Write out exactly, and only, the lines from the one containing "Where can the bridge" through the last line of the listing below.
+++++
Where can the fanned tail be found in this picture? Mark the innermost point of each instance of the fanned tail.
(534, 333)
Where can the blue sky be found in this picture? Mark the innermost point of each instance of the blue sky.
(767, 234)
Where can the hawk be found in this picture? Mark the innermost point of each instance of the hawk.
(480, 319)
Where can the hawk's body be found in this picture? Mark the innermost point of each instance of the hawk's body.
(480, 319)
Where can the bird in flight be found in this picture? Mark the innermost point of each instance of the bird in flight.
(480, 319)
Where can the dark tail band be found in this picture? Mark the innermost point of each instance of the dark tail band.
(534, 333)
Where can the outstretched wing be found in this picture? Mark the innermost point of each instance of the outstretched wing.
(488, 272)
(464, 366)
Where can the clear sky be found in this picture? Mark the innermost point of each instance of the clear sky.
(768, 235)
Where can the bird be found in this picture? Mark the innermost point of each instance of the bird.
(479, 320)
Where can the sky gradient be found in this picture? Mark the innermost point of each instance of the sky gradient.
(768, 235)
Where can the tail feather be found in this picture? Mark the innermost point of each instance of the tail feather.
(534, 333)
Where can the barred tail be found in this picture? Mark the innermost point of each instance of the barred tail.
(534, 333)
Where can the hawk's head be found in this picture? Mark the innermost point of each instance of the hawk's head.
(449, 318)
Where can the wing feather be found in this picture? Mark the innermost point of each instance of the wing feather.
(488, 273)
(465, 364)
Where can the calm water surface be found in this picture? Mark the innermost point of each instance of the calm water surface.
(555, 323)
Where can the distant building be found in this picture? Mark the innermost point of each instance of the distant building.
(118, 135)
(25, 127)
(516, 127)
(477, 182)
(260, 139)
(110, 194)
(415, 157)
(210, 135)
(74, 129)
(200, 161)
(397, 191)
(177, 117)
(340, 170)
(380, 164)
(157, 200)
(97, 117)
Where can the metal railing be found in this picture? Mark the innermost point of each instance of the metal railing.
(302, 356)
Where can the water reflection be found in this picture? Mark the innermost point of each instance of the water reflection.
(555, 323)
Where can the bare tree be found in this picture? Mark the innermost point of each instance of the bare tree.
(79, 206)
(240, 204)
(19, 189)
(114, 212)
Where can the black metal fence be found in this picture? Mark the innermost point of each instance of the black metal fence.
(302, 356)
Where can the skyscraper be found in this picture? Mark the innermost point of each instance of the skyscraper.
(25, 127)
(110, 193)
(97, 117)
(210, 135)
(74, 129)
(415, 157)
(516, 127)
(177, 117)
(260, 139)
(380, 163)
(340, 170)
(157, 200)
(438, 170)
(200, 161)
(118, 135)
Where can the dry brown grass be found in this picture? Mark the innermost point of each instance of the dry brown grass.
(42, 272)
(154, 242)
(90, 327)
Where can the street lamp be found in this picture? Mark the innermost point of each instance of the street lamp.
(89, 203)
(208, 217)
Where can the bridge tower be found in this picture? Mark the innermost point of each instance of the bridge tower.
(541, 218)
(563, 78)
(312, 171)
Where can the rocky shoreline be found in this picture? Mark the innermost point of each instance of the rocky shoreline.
+++++
* _OUTPUT OF THE TASK_
Where can the bridge tower be found in this picture? Mark the innermost point of each instance of the bridge tower.
(541, 218)
(563, 78)
(312, 171)
Where can the rocky shoreline be found in this picture? Mark the innermost point of each instance of the rocky shoreline.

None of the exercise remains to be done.